Top of INFORMATION GIVEN
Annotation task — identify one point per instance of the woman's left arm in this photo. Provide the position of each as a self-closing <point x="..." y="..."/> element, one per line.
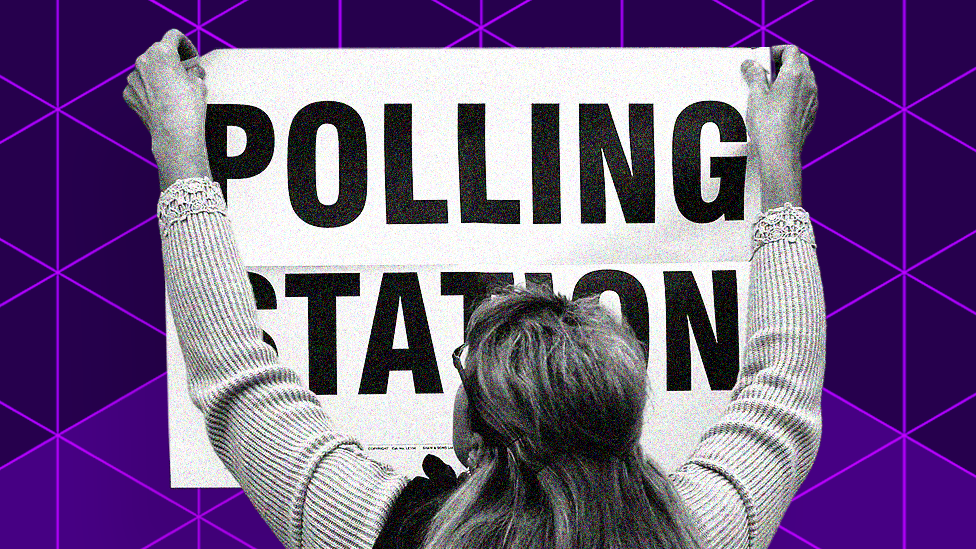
<point x="312" y="484"/>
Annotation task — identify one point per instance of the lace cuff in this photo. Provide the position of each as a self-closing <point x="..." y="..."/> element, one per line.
<point x="186" y="197"/>
<point x="788" y="222"/>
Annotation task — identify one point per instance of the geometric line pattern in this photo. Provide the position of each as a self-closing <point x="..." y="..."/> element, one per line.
<point x="893" y="407"/>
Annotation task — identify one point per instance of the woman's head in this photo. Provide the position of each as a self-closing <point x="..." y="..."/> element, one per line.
<point x="553" y="377"/>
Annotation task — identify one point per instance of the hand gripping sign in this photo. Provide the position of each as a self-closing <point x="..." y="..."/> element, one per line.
<point x="377" y="195"/>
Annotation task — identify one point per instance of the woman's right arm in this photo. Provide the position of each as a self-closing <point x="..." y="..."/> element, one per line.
<point x="748" y="466"/>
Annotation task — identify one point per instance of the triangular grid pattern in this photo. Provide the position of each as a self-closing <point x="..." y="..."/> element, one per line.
<point x="85" y="460"/>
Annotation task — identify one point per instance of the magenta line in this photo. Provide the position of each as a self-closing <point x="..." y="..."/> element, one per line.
<point x="726" y="6"/>
<point x="940" y="130"/>
<point x="29" y="288"/>
<point x="228" y="534"/>
<point x="862" y="296"/>
<point x="517" y="6"/>
<point x="838" y="71"/>
<point x="110" y="140"/>
<point x="25" y="128"/>
<point x="114" y="402"/>
<point x="942" y="87"/>
<point x="858" y="246"/>
<point x="223" y="13"/>
<point x="942" y="413"/>
<point x="171" y="532"/>
<point x="459" y="14"/>
<point x="500" y="39"/>
<point x="790" y="532"/>
<point x="27" y="453"/>
<point x="951" y="300"/>
<point x="99" y="85"/>
<point x="943" y="458"/>
<point x="219" y="39"/>
<point x="971" y="233"/>
<point x="859" y="409"/>
<point x="25" y="90"/>
<point x="851" y="140"/>
<point x="29" y="256"/>
<point x="221" y="504"/>
<point x="845" y="469"/>
<point x="459" y="40"/>
<point x="785" y="15"/>
<point x="25" y="416"/>
<point x="744" y="38"/>
<point x="127" y="475"/>
<point x="127" y="313"/>
<point x="89" y="254"/>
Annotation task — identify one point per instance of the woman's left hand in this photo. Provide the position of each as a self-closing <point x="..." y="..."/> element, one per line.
<point x="171" y="101"/>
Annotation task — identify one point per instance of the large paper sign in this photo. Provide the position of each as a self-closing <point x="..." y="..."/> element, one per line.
<point x="378" y="195"/>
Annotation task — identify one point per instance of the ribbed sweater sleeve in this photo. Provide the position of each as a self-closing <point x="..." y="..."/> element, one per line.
<point x="747" y="467"/>
<point x="311" y="484"/>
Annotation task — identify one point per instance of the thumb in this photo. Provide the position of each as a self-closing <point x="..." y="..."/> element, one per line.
<point x="755" y="76"/>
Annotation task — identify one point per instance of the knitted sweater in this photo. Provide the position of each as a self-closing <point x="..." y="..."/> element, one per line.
<point x="315" y="486"/>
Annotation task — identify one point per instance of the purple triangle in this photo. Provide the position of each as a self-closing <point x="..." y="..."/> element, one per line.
<point x="948" y="435"/>
<point x="847" y="271"/>
<point x="19" y="272"/>
<point x="80" y="69"/>
<point x="184" y="537"/>
<point x="848" y="436"/>
<point x="29" y="386"/>
<point x="852" y="23"/>
<point x="863" y="356"/>
<point x="212" y="538"/>
<point x="20" y="109"/>
<point x="27" y="503"/>
<point x="940" y="502"/>
<point x="28" y="161"/>
<point x="860" y="508"/>
<point x="939" y="348"/>
<point x="144" y="451"/>
<point x="934" y="164"/>
<point x="19" y="435"/>
<point x="240" y="518"/>
<point x="941" y="22"/>
<point x="100" y="505"/>
<point x="104" y="354"/>
<point x="30" y="28"/>
<point x="120" y="191"/>
<point x="949" y="272"/>
<point x="129" y="273"/>
<point x="867" y="174"/>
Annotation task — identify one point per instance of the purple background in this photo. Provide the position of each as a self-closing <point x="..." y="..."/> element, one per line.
<point x="83" y="460"/>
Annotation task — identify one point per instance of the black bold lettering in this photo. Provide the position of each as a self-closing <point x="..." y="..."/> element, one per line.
<point x="264" y="298"/>
<point x="322" y="289"/>
<point x="686" y="156"/>
<point x="475" y="206"/>
<point x="599" y="139"/>
<point x="633" y="299"/>
<point x="401" y="208"/>
<point x="546" y="206"/>
<point x="720" y="353"/>
<point x="352" y="164"/>
<point x="257" y="151"/>
<point x="475" y="287"/>
<point x="381" y="357"/>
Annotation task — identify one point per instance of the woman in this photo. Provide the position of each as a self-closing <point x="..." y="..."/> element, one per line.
<point x="549" y="415"/>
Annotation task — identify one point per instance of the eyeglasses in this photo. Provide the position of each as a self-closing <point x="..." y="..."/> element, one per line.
<point x="478" y="424"/>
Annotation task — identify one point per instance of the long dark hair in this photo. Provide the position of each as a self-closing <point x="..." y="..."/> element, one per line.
<point x="563" y="384"/>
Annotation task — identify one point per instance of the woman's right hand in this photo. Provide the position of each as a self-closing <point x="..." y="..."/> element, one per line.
<point x="171" y="101"/>
<point x="779" y="118"/>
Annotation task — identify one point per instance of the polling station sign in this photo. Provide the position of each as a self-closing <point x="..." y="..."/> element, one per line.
<point x="378" y="195"/>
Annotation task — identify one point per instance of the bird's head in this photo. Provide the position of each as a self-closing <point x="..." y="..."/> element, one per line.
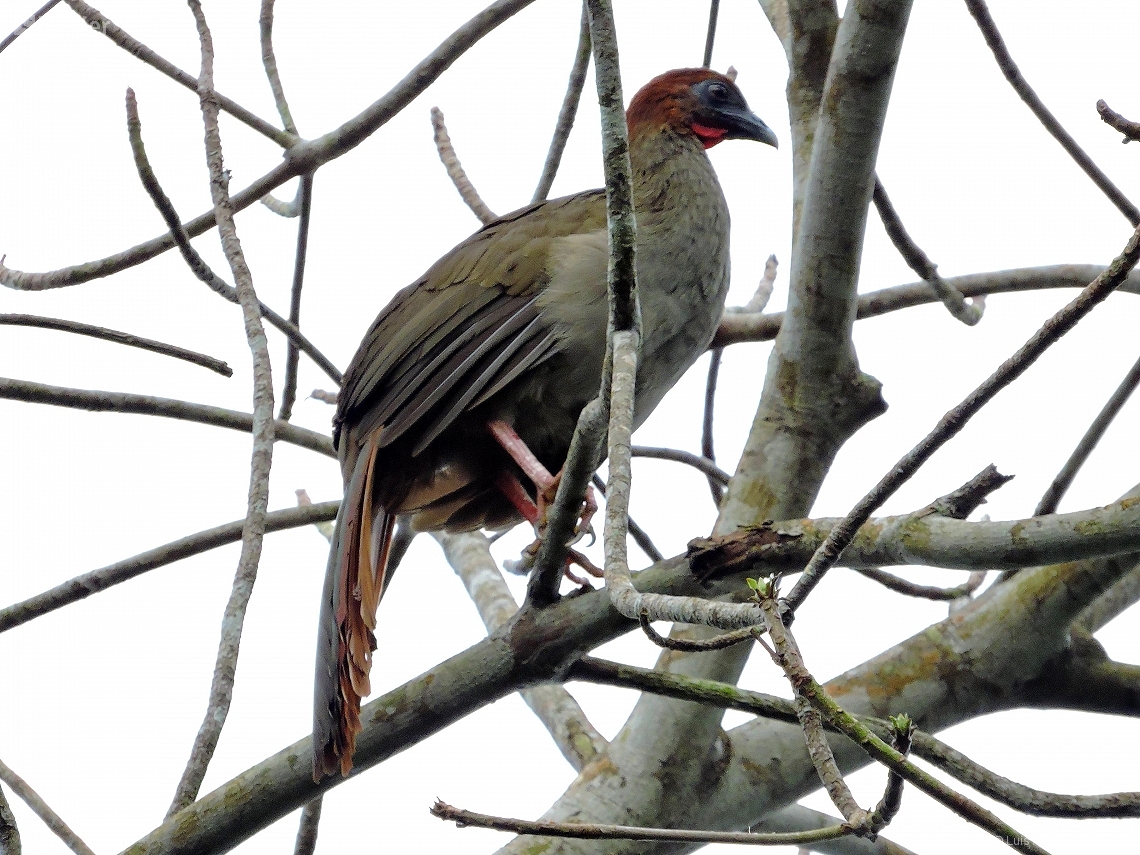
<point x="695" y="102"/>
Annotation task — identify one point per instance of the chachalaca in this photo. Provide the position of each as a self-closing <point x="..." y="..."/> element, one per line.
<point x="503" y="340"/>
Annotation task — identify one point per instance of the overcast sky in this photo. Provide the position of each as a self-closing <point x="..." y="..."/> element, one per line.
<point x="100" y="701"/>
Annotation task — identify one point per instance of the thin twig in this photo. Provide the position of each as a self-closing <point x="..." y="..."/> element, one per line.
<point x="957" y="418"/>
<point x="96" y="580"/>
<point x="738" y="326"/>
<point x="292" y="355"/>
<point x="38" y="806"/>
<point x="587" y="445"/>
<point x="786" y="653"/>
<point x="969" y="314"/>
<point x="710" y="34"/>
<point x="221" y="687"/>
<point x="708" y="450"/>
<point x="450" y="161"/>
<point x="1130" y="129"/>
<point x="287" y="210"/>
<point x="470" y="556"/>
<point x="882" y="752"/>
<point x="893" y="795"/>
<point x="308" y="827"/>
<point x="640" y="536"/>
<point x="990" y="32"/>
<point x="714" y="472"/>
<point x="926" y="746"/>
<point x="925" y="592"/>
<point x="9" y="832"/>
<point x="21" y="30"/>
<point x="568" y="111"/>
<point x="685" y="645"/>
<point x="304" y="156"/>
<point x="102" y="24"/>
<point x="1064" y="480"/>
<point x="22" y="390"/>
<point x="114" y="335"/>
<point x="591" y="831"/>
<point x="197" y="265"/>
<point x="266" y="22"/>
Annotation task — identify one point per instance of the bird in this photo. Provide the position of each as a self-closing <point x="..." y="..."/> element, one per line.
<point x="470" y="382"/>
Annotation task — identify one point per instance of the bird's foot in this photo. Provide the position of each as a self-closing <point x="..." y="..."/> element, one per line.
<point x="585" y="514"/>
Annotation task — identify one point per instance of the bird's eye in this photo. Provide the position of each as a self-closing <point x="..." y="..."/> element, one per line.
<point x="717" y="91"/>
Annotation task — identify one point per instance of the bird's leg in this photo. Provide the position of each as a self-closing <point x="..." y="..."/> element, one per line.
<point x="516" y="495"/>
<point x="545" y="483"/>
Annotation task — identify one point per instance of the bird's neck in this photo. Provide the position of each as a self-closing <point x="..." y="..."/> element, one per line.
<point x="672" y="173"/>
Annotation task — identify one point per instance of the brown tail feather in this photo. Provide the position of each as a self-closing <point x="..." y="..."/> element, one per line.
<point x="353" y="584"/>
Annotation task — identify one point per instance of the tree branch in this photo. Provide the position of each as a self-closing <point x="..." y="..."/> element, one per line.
<point x="23" y="390"/>
<point x="96" y="580"/>
<point x="117" y="338"/>
<point x="1009" y="68"/>
<point x="221" y="687"/>
<point x="593" y="831"/>
<point x="292" y="353"/>
<point x="197" y="265"/>
<point x="41" y="808"/>
<point x="568" y="112"/>
<point x="957" y="418"/>
<point x="918" y="261"/>
<point x="738" y="327"/>
<point x="450" y="161"/>
<point x="303" y="156"/>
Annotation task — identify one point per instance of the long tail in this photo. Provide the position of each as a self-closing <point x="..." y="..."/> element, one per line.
<point x="353" y="584"/>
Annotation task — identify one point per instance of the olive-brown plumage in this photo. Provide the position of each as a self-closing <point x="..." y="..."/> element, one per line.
<point x="510" y="326"/>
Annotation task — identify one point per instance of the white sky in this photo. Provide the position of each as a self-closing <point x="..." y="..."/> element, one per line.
<point x="100" y="701"/>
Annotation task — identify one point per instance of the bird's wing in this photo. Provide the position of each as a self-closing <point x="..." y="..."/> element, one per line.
<point x="466" y="328"/>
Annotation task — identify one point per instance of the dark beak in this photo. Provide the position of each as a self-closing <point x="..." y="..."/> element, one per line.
<point x="742" y="123"/>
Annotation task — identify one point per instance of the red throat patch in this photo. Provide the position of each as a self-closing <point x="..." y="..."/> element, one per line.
<point x="708" y="136"/>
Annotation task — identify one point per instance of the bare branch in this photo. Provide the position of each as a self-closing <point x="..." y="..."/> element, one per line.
<point x="450" y="161"/>
<point x="568" y="111"/>
<point x="786" y="653"/>
<point x="918" y="261"/>
<point x="22" y="390"/>
<point x="114" y="335"/>
<point x="292" y="355"/>
<point x="221" y="687"/>
<point x="953" y="422"/>
<point x="710" y="470"/>
<point x="96" y="580"/>
<point x="1060" y="485"/>
<point x="710" y="35"/>
<point x="102" y="24"/>
<point x="925" y="592"/>
<point x="640" y="536"/>
<point x="718" y="642"/>
<point x="266" y="22"/>
<point x="197" y="265"/>
<point x="879" y="750"/>
<point x="737" y="327"/>
<point x="9" y="832"/>
<point x="8" y="40"/>
<point x="31" y="798"/>
<point x="469" y="555"/>
<point x="586" y="447"/>
<point x="990" y="32"/>
<point x="1130" y="129"/>
<point x="1025" y="799"/>
<point x="308" y="827"/>
<point x="708" y="450"/>
<point x="304" y="156"/>
<point x="591" y="831"/>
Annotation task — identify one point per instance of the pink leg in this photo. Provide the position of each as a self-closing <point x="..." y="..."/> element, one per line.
<point x="513" y="445"/>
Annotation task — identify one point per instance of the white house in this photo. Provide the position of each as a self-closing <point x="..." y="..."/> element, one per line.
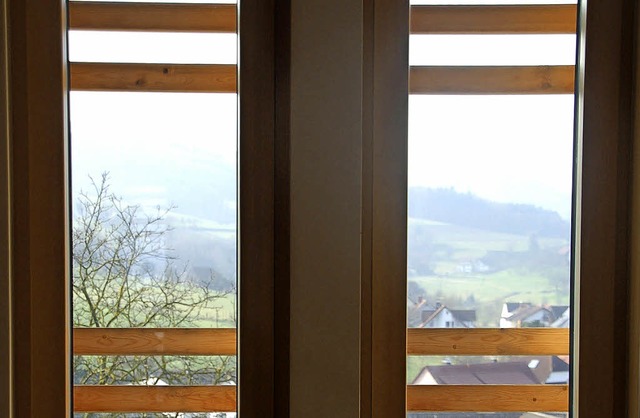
<point x="524" y="314"/>
<point x="443" y="317"/>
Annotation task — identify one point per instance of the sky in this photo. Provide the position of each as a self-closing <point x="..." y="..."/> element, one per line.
<point x="503" y="148"/>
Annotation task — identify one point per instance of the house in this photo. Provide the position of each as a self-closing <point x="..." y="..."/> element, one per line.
<point x="524" y="314"/>
<point x="512" y="373"/>
<point x="414" y="312"/>
<point x="564" y="319"/>
<point x="525" y="370"/>
<point x="444" y="317"/>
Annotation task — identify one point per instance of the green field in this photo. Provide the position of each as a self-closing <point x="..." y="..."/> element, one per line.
<point x="516" y="268"/>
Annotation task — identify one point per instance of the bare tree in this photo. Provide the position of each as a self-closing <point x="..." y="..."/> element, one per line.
<point x="123" y="277"/>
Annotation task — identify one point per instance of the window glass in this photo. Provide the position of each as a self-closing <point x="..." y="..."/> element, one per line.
<point x="490" y="209"/>
<point x="152" y="47"/>
<point x="492" y="49"/>
<point x="154" y="227"/>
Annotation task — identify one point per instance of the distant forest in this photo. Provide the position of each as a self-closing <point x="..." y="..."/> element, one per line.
<point x="466" y="209"/>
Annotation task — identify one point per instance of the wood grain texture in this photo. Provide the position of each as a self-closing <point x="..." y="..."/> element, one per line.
<point x="488" y="398"/>
<point x="154" y="398"/>
<point x="154" y="341"/>
<point x="40" y="211"/>
<point x="492" y="80"/>
<point x="488" y="341"/>
<point x="509" y="19"/>
<point x="220" y="18"/>
<point x="194" y="78"/>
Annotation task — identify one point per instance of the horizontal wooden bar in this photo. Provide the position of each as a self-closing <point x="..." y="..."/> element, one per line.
<point x="487" y="341"/>
<point x="222" y="341"/>
<point x="221" y="78"/>
<point x="154" y="341"/>
<point x="492" y="80"/>
<point x="509" y="19"/>
<point x="154" y="398"/>
<point x="488" y="398"/>
<point x="220" y="18"/>
<point x="194" y="78"/>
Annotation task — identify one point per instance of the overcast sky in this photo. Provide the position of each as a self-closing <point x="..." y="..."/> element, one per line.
<point x="505" y="148"/>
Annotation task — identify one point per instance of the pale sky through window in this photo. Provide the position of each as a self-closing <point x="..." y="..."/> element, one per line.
<point x="504" y="148"/>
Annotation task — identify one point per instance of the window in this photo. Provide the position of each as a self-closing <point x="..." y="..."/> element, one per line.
<point x="37" y="200"/>
<point x="154" y="230"/>
<point x="490" y="146"/>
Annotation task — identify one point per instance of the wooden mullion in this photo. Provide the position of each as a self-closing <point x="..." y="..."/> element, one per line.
<point x="487" y="398"/>
<point x="491" y="80"/>
<point x="216" y="18"/>
<point x="194" y="78"/>
<point x="504" y="19"/>
<point x="221" y="18"/>
<point x="154" y="398"/>
<point x="154" y="341"/>
<point x="488" y="341"/>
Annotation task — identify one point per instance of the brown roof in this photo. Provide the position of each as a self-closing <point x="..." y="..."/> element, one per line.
<point x="511" y="373"/>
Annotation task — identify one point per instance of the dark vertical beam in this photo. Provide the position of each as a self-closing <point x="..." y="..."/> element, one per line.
Bottom of INFORMATION GIVEN
PROBLEM -> What must be returned is the line with "Annotation task — identify one point per instance of the wooden" plus every line after it to the end of the entries, exactly as they appear.

RESPONSE BOX ->
Annotation task — identify one point per instance of the wooden mullion in this photo. Provide the position of each as a self-closing <point x="..." y="..."/> element, one per line.
<point x="487" y="398"/>
<point x="491" y="80"/>
<point x="216" y="18"/>
<point x="194" y="78"/>
<point x="504" y="19"/>
<point x="221" y="18"/>
<point x="154" y="398"/>
<point x="154" y="341"/>
<point x="488" y="341"/>
Annotation task — identify one point per instance of the brown roof in this photo. Provide the position of each as a self-closing <point x="..." y="..."/> element, one per line.
<point x="511" y="373"/>
Annotation task — identify one point per instance of the dark vertical beam in this photo. Provide the position of each as a self-closing <point x="..." y="..."/> element, one per line.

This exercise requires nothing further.